__Raw records__:
══════
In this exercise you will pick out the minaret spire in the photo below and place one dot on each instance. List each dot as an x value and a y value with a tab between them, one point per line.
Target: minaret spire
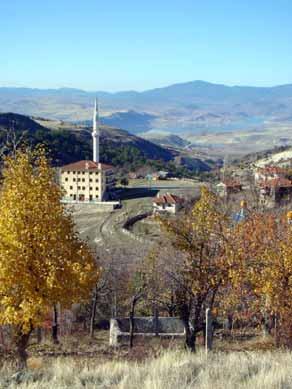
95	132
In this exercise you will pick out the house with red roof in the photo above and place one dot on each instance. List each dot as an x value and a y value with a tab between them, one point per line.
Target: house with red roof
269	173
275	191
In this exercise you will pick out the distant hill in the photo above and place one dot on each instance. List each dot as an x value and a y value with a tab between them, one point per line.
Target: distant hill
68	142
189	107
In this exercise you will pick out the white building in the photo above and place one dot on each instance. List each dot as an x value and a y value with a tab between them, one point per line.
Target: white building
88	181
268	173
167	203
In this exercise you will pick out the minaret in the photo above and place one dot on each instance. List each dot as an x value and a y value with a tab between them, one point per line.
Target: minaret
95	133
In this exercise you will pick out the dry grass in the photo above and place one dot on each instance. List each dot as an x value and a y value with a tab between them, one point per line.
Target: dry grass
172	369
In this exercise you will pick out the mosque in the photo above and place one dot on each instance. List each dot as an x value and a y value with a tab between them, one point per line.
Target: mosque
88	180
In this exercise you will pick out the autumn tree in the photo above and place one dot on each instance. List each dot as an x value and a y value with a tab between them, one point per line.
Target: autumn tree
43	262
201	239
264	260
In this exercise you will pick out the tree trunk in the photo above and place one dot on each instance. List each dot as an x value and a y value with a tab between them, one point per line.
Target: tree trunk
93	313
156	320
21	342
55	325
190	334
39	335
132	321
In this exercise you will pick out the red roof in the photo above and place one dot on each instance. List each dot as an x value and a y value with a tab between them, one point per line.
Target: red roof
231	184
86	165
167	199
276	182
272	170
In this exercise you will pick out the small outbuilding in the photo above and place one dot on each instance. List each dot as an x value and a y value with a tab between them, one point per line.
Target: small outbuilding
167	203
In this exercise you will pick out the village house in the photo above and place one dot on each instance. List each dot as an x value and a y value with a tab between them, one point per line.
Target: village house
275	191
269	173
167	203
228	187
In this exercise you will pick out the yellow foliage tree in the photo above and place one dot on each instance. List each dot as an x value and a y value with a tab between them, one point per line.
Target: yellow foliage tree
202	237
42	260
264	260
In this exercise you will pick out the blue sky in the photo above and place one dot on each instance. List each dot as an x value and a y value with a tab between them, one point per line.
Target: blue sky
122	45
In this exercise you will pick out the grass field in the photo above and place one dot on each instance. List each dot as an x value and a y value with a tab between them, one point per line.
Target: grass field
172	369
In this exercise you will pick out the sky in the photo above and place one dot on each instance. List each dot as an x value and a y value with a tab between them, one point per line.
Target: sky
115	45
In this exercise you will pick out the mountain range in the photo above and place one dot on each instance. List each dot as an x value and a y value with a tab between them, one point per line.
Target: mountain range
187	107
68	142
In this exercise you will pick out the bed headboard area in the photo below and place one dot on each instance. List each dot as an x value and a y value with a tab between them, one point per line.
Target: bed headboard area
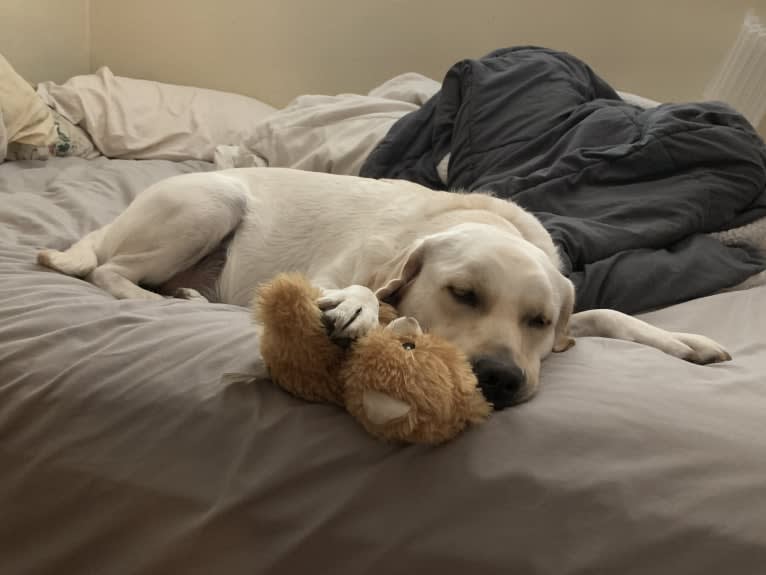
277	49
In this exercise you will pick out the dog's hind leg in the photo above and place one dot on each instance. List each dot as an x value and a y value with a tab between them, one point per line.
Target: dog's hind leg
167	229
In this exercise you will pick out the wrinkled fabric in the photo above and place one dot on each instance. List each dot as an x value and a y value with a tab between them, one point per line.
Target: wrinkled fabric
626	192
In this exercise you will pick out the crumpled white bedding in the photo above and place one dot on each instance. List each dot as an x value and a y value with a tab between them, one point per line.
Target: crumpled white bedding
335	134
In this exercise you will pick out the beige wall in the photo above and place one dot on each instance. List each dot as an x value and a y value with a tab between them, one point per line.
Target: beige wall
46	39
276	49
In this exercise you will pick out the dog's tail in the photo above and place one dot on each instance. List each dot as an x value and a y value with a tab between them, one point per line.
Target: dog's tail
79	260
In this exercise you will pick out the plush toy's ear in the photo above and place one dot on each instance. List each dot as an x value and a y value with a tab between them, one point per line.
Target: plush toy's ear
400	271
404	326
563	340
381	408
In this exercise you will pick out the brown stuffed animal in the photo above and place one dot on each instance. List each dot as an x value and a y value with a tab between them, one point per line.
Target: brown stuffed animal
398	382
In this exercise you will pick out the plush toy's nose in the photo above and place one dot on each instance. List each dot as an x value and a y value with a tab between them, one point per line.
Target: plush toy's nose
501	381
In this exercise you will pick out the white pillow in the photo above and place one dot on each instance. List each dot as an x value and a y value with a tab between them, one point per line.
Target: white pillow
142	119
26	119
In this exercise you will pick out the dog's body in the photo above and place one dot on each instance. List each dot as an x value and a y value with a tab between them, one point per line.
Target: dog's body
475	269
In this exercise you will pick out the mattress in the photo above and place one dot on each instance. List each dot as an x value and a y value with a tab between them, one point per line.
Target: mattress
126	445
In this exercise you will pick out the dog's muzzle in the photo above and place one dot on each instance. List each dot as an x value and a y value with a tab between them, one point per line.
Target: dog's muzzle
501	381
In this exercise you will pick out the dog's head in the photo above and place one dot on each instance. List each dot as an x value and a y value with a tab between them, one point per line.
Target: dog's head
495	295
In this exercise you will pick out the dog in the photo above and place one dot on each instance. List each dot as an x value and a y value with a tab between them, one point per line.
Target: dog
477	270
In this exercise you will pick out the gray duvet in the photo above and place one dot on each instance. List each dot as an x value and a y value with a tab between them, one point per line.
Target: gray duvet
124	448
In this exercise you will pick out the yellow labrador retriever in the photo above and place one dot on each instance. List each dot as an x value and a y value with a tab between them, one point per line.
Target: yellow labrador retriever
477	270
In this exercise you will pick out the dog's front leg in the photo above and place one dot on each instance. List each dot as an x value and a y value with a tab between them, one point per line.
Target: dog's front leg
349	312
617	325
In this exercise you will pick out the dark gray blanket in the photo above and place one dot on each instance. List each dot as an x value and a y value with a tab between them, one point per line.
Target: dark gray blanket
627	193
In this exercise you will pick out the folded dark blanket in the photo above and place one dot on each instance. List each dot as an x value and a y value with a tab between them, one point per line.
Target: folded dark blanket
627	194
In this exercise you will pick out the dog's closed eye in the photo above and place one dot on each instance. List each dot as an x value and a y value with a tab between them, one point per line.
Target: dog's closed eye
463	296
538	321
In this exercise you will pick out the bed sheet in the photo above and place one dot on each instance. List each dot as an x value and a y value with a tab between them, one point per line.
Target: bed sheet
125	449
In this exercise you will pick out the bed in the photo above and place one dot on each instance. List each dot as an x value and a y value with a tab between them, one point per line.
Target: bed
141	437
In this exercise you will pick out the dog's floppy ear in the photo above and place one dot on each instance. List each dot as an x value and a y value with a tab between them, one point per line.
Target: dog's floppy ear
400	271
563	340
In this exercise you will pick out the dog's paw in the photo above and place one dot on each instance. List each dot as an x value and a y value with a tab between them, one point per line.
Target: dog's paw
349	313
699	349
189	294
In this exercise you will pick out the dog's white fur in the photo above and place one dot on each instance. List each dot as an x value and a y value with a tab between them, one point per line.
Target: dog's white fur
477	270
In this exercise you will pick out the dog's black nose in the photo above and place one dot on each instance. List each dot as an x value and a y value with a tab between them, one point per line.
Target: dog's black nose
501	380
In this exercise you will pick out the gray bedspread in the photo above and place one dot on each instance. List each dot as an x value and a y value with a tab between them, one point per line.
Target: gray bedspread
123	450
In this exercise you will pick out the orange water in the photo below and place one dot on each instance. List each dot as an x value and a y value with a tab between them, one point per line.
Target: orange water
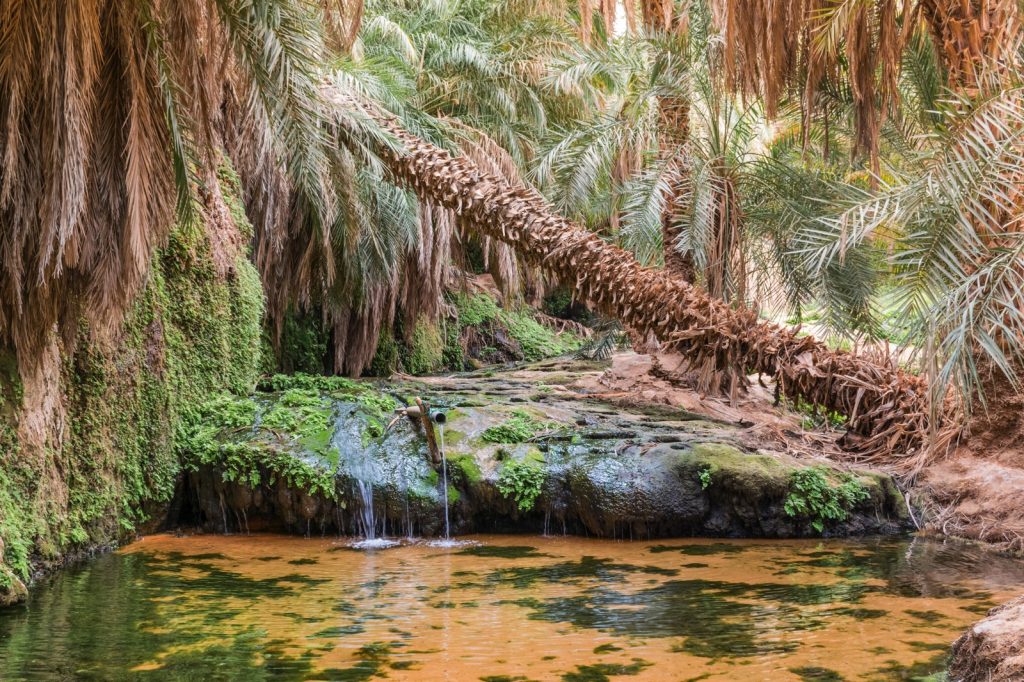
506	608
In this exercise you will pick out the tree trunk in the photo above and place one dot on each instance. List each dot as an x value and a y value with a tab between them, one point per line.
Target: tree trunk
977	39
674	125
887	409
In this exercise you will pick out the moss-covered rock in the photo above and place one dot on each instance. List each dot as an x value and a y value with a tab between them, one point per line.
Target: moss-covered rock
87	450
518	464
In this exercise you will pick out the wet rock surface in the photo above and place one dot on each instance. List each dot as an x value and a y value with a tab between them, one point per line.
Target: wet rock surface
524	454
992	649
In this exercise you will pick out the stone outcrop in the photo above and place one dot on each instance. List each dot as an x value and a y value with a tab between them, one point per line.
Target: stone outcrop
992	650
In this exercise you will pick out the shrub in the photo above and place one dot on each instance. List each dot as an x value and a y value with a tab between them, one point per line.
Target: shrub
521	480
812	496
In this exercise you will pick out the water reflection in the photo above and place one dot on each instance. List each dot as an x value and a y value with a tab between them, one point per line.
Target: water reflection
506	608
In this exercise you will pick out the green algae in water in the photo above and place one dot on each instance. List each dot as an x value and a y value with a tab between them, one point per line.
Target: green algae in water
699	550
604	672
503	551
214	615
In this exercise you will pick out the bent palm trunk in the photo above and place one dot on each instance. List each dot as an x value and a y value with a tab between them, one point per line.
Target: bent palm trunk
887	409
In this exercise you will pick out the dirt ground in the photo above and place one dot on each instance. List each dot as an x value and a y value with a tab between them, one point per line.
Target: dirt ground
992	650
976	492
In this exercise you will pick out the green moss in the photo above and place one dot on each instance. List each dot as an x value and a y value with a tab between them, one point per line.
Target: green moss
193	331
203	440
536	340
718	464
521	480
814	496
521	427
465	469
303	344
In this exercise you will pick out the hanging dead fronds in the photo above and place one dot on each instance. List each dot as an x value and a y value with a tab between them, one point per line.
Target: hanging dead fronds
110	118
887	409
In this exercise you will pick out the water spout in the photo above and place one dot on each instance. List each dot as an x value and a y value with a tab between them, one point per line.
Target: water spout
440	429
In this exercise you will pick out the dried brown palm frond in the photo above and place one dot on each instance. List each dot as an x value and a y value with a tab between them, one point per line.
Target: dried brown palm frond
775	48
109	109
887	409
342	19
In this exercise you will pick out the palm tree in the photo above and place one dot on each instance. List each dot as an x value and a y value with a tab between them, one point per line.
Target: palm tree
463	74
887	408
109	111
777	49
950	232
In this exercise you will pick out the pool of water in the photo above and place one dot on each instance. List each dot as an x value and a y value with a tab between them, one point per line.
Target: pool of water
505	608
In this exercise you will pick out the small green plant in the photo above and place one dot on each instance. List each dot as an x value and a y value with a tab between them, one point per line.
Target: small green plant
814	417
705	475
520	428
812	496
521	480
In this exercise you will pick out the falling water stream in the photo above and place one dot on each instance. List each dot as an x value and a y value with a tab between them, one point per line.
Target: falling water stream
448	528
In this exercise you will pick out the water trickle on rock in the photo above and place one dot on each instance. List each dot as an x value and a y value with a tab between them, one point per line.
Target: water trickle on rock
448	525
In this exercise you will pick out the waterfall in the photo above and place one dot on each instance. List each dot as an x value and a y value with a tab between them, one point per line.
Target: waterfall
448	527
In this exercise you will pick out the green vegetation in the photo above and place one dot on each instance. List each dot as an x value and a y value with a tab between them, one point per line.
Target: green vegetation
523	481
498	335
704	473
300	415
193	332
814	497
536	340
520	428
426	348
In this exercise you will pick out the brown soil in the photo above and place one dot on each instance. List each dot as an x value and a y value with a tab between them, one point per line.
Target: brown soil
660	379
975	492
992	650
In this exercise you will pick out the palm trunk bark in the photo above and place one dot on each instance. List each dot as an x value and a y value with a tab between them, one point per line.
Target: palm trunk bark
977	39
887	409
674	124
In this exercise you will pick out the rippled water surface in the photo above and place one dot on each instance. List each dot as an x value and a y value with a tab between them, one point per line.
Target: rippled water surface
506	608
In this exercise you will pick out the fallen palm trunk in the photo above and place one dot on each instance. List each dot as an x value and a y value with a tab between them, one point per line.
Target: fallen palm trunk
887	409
══════
__To do__:
Send back exactly the lines from the line with "In this exercise you will pick out the falling" through the end of the records.

__Result of the task__:
In this exercise you will pick out the falling water stream in the photo above and place one dot on each instance. List each dot as an x value and a y value with a tab between them, one point per line.
Target: falling water stream
448	528
In this exercise you will pick out the water trickle on rock in the photo above and place one dot on each instance. List each dot as an x value and a y value with a tab between them, one point per line.
Target: water trickle on rock
448	525
In this exercise you will pick out the waterfall in the photo above and place one dot on each instance. List each dot as an x value and a y value with a tab between them, one point per line.
Target: waterfall
448	527
In this exercise you will pick out the green vegetation in the photo above and place one dot on each instance. List each dot as an x value and a y value with a tab between them, one point per line.
Target: green vegetation
523	481
498	335
704	473
300	415
193	332
814	497
536	340
520	428
426	348
In this exercise you will pick out the brown soil in the photo above and place one dot on each instance. List each dot as an x value and a y value with a tab between them, one point per line.
Target: brown soil
660	379
975	492
992	650
In this exercise you will pick out the palm trunk bark in the photo above and place one dot on each instance. List each dot as an x value and a y value with a tab between them, one point per line.
Target: palm trunk bark
977	39
887	409
674	124
In this exercise you will pick out the rippled water surface in the photo above and place one dot on each instance. List each dot as an x value and a y value with a tab between them, one point per line.
Target: rippled water surface
506	608
In this exercise you will pick out the fallen palm trunk in the photo above and place one dot on each instance. List each dot as an x value and a y value with a tab between them, one point per line.
Target: fallen palm trunk
887	409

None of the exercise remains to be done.